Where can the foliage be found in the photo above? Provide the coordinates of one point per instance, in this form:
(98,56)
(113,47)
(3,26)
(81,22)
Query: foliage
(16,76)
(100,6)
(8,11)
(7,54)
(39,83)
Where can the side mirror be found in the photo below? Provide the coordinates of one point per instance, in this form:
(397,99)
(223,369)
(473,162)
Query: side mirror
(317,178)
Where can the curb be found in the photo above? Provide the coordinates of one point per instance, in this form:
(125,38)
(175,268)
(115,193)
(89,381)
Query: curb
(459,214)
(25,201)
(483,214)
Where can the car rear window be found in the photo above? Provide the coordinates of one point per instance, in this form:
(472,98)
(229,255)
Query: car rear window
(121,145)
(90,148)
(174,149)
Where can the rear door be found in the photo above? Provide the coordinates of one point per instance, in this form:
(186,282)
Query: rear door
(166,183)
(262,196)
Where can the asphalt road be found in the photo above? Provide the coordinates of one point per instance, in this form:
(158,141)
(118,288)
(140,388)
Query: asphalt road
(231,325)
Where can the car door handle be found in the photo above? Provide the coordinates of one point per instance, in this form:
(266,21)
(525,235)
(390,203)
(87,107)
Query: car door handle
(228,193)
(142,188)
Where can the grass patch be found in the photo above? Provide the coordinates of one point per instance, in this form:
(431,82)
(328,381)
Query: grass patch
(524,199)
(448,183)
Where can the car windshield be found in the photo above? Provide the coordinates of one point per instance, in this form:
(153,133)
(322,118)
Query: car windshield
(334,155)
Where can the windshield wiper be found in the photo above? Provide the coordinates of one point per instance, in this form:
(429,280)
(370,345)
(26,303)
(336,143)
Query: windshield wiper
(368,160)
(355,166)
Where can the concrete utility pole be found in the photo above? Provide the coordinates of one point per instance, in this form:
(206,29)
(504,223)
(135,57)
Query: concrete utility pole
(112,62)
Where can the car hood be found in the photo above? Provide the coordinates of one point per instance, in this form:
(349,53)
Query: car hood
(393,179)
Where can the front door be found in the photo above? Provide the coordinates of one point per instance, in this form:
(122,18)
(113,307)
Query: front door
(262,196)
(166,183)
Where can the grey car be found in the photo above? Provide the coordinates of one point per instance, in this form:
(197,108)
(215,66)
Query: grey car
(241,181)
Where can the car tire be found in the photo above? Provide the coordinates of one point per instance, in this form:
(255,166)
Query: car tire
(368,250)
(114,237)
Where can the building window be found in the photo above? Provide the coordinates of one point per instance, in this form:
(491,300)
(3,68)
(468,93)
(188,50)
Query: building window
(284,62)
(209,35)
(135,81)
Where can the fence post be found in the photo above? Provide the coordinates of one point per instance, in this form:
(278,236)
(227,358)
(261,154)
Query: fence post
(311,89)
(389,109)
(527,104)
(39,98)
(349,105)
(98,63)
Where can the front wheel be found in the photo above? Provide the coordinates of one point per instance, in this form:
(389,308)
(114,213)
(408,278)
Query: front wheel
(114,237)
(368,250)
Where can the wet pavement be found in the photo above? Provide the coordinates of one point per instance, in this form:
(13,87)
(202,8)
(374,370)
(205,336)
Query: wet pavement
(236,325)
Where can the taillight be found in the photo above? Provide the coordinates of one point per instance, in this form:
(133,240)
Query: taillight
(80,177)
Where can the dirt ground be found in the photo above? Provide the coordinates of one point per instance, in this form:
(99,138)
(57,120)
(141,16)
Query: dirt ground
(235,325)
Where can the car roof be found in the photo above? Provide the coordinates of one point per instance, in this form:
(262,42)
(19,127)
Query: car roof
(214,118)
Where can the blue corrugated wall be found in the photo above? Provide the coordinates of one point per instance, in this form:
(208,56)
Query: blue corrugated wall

- Required work: The entries above are to be restated word for word.

- Reply:
Where can the foliage be found in the photo above? Provide the coordinates of one point per instance, in this form:
(98,56)
(113,47)
(3,26)
(81,22)
Query: foliage
(16,76)
(100,6)
(8,11)
(7,54)
(39,83)
Where can the side mirror be found in the photo below? Provide the coordinates of one point per instance, in this form:
(397,99)
(223,369)
(473,162)
Query: side mirror
(317,178)
Where can the curb be found in the photo above? Provide the coordinates of one point per instance, in this form:
(125,38)
(175,268)
(115,193)
(89,381)
Query: curb
(459,214)
(25,201)
(483,214)
Where can the car rear window be found in the photo above? Provide the coordinates of one point per instance, in this form:
(472,98)
(229,255)
Query: car rear window
(121,145)
(90,148)
(174,149)
Where can the rear door be found in the photo above? Provide the coordinates of one point per instance, in this form:
(186,282)
Query: rear door
(166,183)
(262,196)
Where can the asphalt road be found in the photo above? Provide the coordinates of one point per instance, in this form:
(158,141)
(118,288)
(140,388)
Query: asphalt road
(231,325)
Where can the car door handle be found in the photo above? Provide the coordinates of one point per instance, in this form:
(266,21)
(525,235)
(390,203)
(87,107)
Query: car door handle
(228,193)
(142,188)
Where can the grass patch be found in the photo above? Provide the coordinates of one point per instance, in this form:
(431,82)
(328,381)
Query: grass patch
(524,199)
(448,183)
Where can the car windshield be found in the photo above? Provide the coordinates of one point per instance, in this form:
(153,133)
(322,118)
Query: car windshield
(334,155)
Where can the windshield wiper be found in the photo above? Provide the coordinates of one point per instance, in this form:
(429,280)
(370,345)
(26,303)
(336,143)
Query: windshield wiper
(368,160)
(355,166)
Where can the concrete utility pole be found in the photo above? Provide the coordinates of one point per instance, in this form:
(206,29)
(504,223)
(135,57)
Query: concrete utility pole
(112,62)
Where can the car hood be found in the photo above? Provide the coordinates of one point per instance, in this form:
(349,53)
Query: car hood
(393,179)
Where can the front door be found in the photo above? Provide the coordinates of one point per instance, in this form:
(122,18)
(113,307)
Query: front door
(262,196)
(166,183)
Where can the grey car be found in the photo above? Provide the coordinates of one point per instance, in this form:
(197,108)
(215,66)
Query: grey car
(241,181)
Where can the car tire be found in the photo above? Provide the coordinates of one point per instance, in this form:
(255,166)
Query: car tire
(368,250)
(114,237)
Where can the building window be found in the photo above? Provide the coordinates of one point per instance, in this form:
(491,300)
(3,68)
(468,93)
(188,50)
Query: building window
(284,62)
(209,35)
(135,81)
Where can the fence post be found in the photo above? Provide the coordinates of one point per instance, in this form:
(278,236)
(227,358)
(261,154)
Query: fence post
(311,89)
(389,109)
(527,104)
(39,98)
(349,105)
(98,63)
Where can the front wheel be found in the photo above? Provide the coordinates of one point per instance, in this form:
(389,308)
(114,213)
(408,278)
Query: front wheel
(114,237)
(368,250)
Where can the wet pavement be found in the photo above? Provide the coordinates of one point per instance, in this form:
(13,87)
(202,8)
(374,370)
(205,336)
Query: wet pavement
(236,325)
Where can the taillight be found in the photo above? Provide the coordinates of one point per instance, in this form:
(133,240)
Query: taillight
(80,177)
Where can the dirt ground be found in the photo above? Provide the coordinates of one point per instance, in this form:
(99,138)
(57,120)
(141,16)
Query: dirt ground
(235,325)
Where can the car roof be found in the photo above? Provide the coordinates of one point per instance, in this form:
(262,42)
(19,127)
Query: car roof
(214,118)
Where can the blue corrugated wall be found in the photo above? Provide the coordinates of one point per instance, in this form:
(208,56)
Query: blue corrugated wall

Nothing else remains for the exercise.